WHAT YOU NEED TO DO: Can you reproduce the passage on ANZ Trustees' liability word for word, starting at the words "1. ANZ Trustees relies" and ending after the words "together in submissions."?
[start of SELECTION]
Limitation of ANZ Trustees' liability under the Trust Deeds and ANZ Trustees' claim for relief from liability under s 85 of the Trustee Act

  1. ANZ Trustees relies on the provisions limiting its liability under cll 7.4 and 7.11 of the Convertible Notes Trust Deed and cll 1.8, 2.1 and 4.15 of the Security Trust Deed. ANZ Trustees alternatively seeks relief from liability in respect of ASOF's Cross-Claim under s 85 of the Trustee Act and also contends that a direction may be made as to justification under s 283HA of the Corporations Act. The parties addressed these issues together in submissions.

  1. ANZ Trustees did not lead any substantive evidence to explain its reasoning process in respect of that decision. Plainly, there were complexities in the interaction of cl 6.1(b) of the Security Trust Deed, other provisions of the Security Trust Deed and provisions dealing with indemnification of ANZ Trustees under the Convertible Notes Trust Deed. However, ANZ Trustees led no evidence that those complexities had any impact upon its decision whether to appoint a controller within the decision period.
[end of SELECTION]
[start of EXCERPTED DATA]
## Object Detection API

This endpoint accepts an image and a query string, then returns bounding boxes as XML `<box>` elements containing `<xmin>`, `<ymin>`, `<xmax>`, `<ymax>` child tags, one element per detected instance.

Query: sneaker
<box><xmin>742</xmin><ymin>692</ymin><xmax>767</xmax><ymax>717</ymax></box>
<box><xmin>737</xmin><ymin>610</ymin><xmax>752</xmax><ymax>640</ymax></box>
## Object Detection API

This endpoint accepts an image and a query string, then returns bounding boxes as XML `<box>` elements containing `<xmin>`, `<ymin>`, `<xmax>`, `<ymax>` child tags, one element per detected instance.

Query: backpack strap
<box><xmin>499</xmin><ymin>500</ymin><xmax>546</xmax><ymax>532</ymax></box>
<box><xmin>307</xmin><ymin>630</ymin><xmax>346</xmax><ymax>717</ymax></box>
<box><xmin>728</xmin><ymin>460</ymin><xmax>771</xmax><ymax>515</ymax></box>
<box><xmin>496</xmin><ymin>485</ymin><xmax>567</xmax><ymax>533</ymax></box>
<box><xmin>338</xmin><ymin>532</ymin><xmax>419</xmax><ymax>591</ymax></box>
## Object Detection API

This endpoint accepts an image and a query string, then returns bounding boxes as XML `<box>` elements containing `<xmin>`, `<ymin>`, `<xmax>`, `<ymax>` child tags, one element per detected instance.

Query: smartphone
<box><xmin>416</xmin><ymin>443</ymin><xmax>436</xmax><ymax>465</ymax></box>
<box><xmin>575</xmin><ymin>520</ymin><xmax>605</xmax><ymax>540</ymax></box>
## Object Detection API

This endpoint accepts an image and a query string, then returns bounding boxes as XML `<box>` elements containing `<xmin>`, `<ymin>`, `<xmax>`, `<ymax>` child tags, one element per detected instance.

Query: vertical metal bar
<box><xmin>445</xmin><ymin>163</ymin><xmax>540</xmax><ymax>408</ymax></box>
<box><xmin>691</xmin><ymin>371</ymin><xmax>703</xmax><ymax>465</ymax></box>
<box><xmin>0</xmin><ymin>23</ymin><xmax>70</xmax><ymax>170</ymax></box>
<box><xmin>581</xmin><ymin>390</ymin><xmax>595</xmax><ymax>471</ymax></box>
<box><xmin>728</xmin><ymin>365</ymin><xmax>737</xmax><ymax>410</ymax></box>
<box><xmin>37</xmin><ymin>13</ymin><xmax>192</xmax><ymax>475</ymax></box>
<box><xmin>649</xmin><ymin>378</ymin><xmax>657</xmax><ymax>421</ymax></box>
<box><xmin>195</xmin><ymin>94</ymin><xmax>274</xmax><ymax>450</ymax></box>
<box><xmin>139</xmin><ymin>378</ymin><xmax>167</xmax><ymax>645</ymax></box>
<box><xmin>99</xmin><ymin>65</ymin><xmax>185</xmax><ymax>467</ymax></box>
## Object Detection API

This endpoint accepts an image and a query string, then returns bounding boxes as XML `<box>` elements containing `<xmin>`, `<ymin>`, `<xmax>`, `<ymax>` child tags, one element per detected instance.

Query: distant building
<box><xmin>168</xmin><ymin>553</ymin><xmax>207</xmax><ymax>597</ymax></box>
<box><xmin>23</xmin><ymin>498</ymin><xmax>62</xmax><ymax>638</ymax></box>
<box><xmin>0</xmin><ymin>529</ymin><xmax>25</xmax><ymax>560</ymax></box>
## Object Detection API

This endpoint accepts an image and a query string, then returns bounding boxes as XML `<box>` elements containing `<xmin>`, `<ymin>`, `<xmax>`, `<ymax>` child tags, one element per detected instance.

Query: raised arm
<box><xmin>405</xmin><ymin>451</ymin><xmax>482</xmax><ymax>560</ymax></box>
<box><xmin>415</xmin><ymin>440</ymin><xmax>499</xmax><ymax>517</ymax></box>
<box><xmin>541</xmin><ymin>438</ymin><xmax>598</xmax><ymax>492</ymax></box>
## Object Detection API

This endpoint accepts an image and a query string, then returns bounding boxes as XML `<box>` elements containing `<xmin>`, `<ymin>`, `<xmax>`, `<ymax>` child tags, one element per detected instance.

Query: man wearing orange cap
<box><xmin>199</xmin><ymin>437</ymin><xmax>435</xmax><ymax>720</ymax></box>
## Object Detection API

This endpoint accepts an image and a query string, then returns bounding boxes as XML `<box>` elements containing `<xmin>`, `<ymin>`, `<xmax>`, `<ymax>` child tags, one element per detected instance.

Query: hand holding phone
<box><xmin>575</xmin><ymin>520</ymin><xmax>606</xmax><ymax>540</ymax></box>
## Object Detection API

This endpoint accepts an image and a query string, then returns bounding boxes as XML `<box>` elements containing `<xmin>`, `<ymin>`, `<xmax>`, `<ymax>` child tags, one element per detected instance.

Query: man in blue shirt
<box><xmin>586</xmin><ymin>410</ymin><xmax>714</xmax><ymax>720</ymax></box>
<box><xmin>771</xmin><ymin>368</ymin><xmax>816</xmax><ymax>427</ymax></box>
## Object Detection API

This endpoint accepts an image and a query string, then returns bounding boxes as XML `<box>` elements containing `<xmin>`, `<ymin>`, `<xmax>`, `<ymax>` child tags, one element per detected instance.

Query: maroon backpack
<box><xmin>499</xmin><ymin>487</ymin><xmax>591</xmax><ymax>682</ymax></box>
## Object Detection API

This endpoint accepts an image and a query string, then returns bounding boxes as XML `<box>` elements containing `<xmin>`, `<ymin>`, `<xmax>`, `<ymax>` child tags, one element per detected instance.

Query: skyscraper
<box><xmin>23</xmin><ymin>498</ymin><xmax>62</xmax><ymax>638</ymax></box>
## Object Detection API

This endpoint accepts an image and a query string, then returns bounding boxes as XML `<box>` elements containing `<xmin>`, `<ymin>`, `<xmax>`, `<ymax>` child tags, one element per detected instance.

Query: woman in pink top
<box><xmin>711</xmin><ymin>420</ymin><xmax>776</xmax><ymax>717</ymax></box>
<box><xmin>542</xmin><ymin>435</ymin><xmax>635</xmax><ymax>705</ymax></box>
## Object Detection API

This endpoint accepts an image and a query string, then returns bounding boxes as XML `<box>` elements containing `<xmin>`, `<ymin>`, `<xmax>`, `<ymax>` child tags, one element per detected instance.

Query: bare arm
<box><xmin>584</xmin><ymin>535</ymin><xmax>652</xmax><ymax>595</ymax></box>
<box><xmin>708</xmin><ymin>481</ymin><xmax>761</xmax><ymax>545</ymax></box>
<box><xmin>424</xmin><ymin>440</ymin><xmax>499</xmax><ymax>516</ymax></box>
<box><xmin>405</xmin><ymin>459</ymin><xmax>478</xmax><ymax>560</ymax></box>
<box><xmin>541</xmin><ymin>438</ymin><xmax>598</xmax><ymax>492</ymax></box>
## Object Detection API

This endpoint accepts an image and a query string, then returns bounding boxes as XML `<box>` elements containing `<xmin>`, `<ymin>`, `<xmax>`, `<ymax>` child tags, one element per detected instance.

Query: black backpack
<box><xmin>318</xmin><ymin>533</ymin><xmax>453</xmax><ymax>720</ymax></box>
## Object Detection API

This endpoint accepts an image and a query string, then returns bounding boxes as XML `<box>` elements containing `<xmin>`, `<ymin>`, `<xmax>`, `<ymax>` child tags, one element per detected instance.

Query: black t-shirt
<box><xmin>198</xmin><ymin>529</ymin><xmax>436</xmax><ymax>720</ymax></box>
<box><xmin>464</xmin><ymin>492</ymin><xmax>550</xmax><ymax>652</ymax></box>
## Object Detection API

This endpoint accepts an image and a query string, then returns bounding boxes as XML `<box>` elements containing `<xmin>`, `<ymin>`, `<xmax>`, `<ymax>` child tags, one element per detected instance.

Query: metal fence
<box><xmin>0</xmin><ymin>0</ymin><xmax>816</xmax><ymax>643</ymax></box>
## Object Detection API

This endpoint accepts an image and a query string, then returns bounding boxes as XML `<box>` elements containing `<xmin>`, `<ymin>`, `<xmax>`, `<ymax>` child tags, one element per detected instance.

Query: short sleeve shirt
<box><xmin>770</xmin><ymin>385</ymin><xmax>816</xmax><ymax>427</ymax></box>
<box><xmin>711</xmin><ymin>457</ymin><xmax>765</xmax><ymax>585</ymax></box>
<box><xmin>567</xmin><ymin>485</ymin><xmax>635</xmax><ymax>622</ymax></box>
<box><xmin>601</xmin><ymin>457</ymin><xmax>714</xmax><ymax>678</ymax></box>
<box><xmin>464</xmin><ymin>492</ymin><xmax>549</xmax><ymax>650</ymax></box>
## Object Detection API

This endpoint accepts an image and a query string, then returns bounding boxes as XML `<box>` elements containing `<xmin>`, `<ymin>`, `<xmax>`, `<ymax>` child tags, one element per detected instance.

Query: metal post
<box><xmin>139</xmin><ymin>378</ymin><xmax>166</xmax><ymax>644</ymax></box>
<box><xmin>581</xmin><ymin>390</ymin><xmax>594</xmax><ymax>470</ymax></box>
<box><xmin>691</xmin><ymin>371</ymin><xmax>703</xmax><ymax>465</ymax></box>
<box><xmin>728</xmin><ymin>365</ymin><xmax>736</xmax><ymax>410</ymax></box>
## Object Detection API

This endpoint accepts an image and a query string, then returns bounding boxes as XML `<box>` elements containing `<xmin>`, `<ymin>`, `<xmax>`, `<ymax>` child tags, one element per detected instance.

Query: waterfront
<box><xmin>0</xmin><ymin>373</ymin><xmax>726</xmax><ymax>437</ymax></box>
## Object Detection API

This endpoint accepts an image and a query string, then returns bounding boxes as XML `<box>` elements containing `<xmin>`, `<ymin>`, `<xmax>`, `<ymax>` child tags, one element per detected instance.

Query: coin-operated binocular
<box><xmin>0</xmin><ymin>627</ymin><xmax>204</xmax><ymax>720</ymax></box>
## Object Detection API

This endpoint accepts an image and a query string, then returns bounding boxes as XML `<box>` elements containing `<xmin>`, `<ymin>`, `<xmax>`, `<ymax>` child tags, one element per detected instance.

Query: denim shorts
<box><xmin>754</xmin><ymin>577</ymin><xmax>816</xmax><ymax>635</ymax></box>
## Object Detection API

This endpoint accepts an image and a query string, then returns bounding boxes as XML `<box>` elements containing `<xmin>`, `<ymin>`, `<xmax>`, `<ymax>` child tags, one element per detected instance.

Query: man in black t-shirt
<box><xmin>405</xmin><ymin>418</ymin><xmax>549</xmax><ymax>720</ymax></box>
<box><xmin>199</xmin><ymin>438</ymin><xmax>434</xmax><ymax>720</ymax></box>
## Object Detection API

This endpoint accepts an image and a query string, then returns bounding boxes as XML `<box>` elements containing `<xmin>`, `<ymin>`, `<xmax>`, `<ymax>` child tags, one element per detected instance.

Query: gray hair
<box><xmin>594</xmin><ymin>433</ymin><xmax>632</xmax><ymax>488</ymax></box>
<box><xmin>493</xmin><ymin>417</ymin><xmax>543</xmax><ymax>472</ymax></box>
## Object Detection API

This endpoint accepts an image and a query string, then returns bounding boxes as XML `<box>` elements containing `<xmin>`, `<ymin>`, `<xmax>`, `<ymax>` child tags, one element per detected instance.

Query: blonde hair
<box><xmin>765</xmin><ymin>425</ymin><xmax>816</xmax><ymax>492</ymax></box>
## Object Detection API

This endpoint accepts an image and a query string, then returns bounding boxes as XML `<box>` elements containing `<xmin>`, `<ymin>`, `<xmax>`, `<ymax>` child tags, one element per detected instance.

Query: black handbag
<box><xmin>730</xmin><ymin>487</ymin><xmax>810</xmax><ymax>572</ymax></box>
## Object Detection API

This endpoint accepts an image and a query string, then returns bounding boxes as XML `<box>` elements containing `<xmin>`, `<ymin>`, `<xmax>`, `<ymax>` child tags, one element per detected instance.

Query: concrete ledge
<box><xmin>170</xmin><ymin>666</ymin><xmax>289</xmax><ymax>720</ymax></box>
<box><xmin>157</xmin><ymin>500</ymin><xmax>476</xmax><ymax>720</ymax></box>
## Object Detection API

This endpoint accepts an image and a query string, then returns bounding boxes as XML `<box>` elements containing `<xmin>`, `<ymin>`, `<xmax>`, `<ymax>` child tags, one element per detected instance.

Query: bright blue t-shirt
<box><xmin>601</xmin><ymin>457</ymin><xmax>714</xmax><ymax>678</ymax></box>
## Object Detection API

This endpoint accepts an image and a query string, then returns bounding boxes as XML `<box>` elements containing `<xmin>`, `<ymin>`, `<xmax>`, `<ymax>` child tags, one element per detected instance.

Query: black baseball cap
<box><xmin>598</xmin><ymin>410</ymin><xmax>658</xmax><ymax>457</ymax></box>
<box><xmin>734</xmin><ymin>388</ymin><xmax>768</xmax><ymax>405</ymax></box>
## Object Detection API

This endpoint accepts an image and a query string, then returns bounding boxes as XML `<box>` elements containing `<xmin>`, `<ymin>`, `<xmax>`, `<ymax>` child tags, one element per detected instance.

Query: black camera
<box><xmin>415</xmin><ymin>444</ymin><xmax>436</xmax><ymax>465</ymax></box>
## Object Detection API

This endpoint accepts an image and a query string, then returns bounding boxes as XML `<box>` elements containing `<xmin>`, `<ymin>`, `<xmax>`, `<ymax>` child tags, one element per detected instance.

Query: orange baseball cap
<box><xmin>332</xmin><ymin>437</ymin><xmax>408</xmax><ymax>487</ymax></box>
[end of EXCERPTED DATA]
ANSWER TO THIS PROBLEM:
1. ANZ Trustees relies on the provisions limiting its liability under cll 7.4 and 7.11 of the Convertible Notes Trust Deed and cll 1.8, 2.1 and 4.15 of the Security Trust Deed. ANZ Trustees alternatively seeks relief from liability in respect of ASOF's Cross-Claim under s 85 of the Trustee Act and also contends that a direction may be made as to justification under s 283HA of the Corporations Act. The parties addressed these issues together in submissions.